• _ABOUT THIS EXERCISE_
Reproduce the entries shown below only from the line with "Would you point at the sky" down to the line with "point(142, 391)", keeping both end lines and copying each one exactly.

○ ○ ○ ○ ○ ○ ○

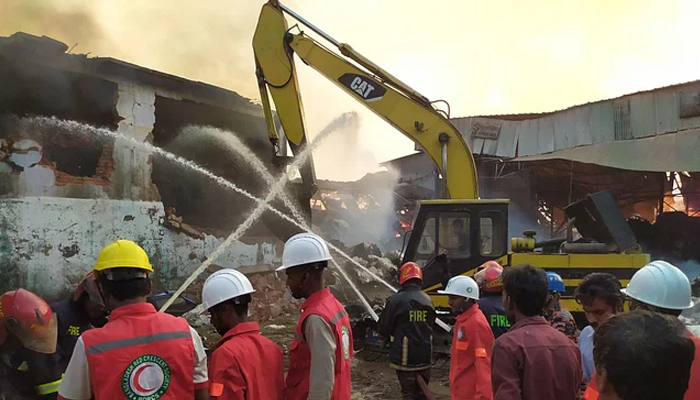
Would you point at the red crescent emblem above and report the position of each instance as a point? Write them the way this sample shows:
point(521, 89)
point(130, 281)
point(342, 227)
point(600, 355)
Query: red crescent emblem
point(137, 375)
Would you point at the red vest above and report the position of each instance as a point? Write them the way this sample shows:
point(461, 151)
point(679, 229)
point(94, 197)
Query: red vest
point(141, 353)
point(693, 392)
point(470, 357)
point(327, 307)
point(591, 392)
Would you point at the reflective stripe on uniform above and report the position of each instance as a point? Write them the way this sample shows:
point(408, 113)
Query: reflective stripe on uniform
point(338, 316)
point(48, 388)
point(117, 344)
point(404, 351)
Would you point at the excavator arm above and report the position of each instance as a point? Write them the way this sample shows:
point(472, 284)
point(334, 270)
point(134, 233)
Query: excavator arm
point(405, 109)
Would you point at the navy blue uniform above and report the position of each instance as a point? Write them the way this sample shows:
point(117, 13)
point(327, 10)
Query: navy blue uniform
point(72, 322)
point(492, 307)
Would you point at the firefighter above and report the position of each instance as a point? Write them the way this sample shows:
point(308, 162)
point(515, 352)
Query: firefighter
point(559, 317)
point(663, 288)
point(321, 352)
point(490, 279)
point(139, 353)
point(28, 343)
point(82, 311)
point(470, 356)
point(244, 364)
point(407, 321)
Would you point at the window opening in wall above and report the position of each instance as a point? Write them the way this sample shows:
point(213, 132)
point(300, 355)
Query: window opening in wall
point(492, 232)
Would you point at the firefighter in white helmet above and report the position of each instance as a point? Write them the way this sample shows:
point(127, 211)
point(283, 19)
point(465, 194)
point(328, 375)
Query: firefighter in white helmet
point(472, 340)
point(664, 288)
point(320, 354)
point(244, 364)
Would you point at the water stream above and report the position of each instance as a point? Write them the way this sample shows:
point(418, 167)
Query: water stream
point(46, 124)
point(247, 155)
point(235, 144)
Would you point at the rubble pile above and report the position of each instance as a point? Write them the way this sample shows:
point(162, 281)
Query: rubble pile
point(383, 265)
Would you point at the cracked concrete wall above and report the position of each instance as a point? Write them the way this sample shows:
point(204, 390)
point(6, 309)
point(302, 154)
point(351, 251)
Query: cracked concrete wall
point(48, 244)
point(131, 178)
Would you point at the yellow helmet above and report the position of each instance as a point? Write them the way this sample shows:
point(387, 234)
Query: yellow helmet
point(123, 254)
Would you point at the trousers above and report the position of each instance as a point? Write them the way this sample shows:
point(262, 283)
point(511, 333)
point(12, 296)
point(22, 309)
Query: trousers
point(409, 384)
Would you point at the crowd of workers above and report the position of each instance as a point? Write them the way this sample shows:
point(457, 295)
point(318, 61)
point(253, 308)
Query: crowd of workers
point(512, 339)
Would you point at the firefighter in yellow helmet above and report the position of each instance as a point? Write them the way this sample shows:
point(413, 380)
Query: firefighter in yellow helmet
point(140, 352)
point(27, 345)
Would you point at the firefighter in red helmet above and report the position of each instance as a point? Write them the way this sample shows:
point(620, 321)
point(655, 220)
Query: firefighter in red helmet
point(28, 334)
point(407, 321)
point(489, 277)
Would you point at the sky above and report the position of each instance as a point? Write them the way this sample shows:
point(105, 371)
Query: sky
point(484, 57)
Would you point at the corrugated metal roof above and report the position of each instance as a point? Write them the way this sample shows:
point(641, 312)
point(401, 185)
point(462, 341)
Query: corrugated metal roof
point(669, 152)
point(632, 117)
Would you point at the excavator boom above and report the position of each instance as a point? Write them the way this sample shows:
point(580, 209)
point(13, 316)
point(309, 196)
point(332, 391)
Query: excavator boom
point(396, 103)
point(450, 236)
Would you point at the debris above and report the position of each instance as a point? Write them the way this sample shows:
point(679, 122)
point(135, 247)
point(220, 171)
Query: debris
point(176, 223)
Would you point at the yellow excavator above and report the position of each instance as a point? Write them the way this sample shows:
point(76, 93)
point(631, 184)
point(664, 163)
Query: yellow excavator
point(454, 235)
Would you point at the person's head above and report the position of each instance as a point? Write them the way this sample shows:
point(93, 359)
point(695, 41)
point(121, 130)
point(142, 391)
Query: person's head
point(524, 291)
point(226, 295)
point(659, 287)
point(304, 259)
point(122, 272)
point(26, 320)
point(599, 295)
point(462, 292)
point(87, 296)
point(410, 274)
point(642, 355)
point(458, 226)
point(556, 288)
point(489, 277)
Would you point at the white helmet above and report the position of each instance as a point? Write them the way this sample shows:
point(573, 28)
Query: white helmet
point(223, 285)
point(463, 286)
point(662, 285)
point(304, 248)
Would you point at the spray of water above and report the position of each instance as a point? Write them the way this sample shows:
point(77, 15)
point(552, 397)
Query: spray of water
point(247, 155)
point(235, 144)
point(45, 125)
point(261, 207)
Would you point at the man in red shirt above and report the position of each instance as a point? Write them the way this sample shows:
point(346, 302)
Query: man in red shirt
point(470, 357)
point(642, 355)
point(139, 353)
point(244, 365)
point(321, 352)
point(532, 361)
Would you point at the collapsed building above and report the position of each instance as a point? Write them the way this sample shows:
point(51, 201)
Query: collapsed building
point(76, 172)
point(642, 147)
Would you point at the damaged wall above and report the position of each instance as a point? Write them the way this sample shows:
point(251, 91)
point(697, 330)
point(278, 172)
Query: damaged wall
point(65, 192)
point(49, 244)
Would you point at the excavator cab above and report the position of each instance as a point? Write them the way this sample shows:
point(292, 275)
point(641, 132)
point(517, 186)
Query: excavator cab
point(454, 237)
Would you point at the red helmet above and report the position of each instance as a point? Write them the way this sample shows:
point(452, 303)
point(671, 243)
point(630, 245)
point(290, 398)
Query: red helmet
point(410, 270)
point(89, 285)
point(27, 316)
point(490, 277)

○ ○ ○ ○ ○ ○ ○

• _RESULT FOR THIS TASK_
Would you point at the sky above and report the position of each instance as a point? Write them the way this sample shows:
point(105, 371)
Query: sky
point(484, 57)
Would you point at the corrugated metal roof above and report the position of each instance as a point? Write them the way this sample shows:
point(641, 312)
point(401, 185)
point(462, 341)
Query: corrugated metal roof
point(669, 152)
point(632, 117)
Would you point at the excavator boom above and report the position of each instance as a point? Write them the way this sample shows:
point(580, 209)
point(13, 316)
point(309, 196)
point(332, 391)
Query: excavator boom
point(396, 103)
point(450, 236)
Would you point at the debris above and report the position of each instance as a point? Write them the way this sample shows:
point(679, 122)
point(135, 247)
point(220, 171)
Query: debris
point(176, 223)
Would you point at the yellow excavator above and report the position of each instance as a point? Write them the way this sample shows:
point(76, 93)
point(631, 184)
point(664, 163)
Query: yellow excavator
point(454, 235)
Would you point at the person's head above and report the position of each instance as a point? Write them the way this sample shows:
point(93, 359)
point(695, 41)
point(121, 130)
point(142, 391)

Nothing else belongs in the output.